*Vorliegender Text*
Lenke meine Fuesse Herr
Saint-Alban zu kommen — zwei Tage habe ich jetzt getrödelt, in Le Puy einen zusätzlichen Tag verloren, es muss wieder vorwärts gehen!
Ich hatte mit Esther verabredet, mit ihr gemeinsam auf die Post zu gehen und warte nach dem Frühstück auf sie. Die Posthalterin drückt mir einen praktischen Faltkarton in die Hand und mit dem Porto zahle ich jetzt 24,00 € — da frage ich mich doch, was daran so teuer sein soll! Achthundert Gramm sind doch kein Riesenpaket! Esther soll für 200 Gramm 12,00 € zahlen und verzichtet.
Wir wandern gut zusammen. Ich schlage einen flotten Schritt an und sie hält mit, während wir über den Jakobsweg philosophieren: dass er verändert, und dass das Laufen Adrenalin ausschüttet, und das macht süchtig! Ein kleiner schwarzer Hund mit einem komisch schiefen Schwanz gesellt sich zu uns — erst denken wir, er gehöre einem französischen Ehepaar, das vor uns läuft, doch als wir die beiden einholen, heißt es: „Non, ce nest pas notre chien!“
Blumen: wilde weiße Narzissen, Knabenkraut, Ginster, wunderschöne Blumenwiesen! Ein Pferd steht auf einer einsamen Koppel am Stacheldrahtzaun und lässt genüsslich mit sich schmusen — herrlicher Schimmel mit seidenweichem Maul und einem Atem, der nach Heu riecht. Es ist eine Lust! Es geht immer leicht aufwärts, das mögen meine Füße und der Schienbeinmuskel schmerzt kaum noch. Wir laufen auf „le grand Caravan“ auf: ganze Wandergruppen, die wir eine um die andere überholen. Wir kommen nach La Clauze — von der alten Templerburg mit dem Hospiz stehen nur noch ein paar Grundmauern und der alte Donjon auf dem mächtigen Monolithen — Standardmotiv zum Photographieren — Esther schießt das Bild von mir.

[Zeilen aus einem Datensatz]

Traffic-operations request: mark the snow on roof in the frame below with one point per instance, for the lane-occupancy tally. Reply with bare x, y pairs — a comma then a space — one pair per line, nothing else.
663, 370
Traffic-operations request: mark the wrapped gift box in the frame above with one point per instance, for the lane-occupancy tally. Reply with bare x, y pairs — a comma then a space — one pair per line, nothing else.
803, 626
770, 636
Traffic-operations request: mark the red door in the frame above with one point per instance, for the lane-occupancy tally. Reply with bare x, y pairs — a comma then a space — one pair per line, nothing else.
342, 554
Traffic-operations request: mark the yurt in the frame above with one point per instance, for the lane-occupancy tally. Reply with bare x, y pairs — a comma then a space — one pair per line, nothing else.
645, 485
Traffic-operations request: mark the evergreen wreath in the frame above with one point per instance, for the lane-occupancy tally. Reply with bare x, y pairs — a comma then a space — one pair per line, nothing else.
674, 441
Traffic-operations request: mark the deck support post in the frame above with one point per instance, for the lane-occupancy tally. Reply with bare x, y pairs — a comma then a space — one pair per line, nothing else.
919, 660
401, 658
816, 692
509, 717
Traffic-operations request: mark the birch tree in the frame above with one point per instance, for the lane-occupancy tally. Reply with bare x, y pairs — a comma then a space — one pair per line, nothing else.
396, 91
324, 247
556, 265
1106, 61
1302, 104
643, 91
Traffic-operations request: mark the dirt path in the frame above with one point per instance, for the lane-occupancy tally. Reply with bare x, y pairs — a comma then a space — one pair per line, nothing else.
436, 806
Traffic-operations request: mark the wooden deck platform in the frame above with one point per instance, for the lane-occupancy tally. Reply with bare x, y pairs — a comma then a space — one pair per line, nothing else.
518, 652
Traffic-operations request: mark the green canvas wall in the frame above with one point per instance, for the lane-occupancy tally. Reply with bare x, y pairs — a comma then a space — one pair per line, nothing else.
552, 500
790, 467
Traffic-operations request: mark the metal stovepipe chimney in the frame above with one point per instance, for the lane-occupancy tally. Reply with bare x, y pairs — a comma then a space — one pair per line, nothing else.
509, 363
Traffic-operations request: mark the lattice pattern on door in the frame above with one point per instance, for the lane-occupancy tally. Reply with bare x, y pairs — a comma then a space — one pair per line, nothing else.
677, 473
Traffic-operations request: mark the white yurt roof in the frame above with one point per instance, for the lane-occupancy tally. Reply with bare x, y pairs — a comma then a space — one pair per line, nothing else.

*Aufgabenstellung*
Übersetze den Satz „Es geht immer leicht aufwärts, das mögen meine Füße und der Schienbeinmuskel schmerzt kaum noch.“ aus dem Reisebericht ins Englische. Die Datensätze stammen aus einer anderen Quelle.

*Ergebnis der Aufgabe*
The path keeps climbing gently, which my feet like, and my shin muscle hardly hurts anymore.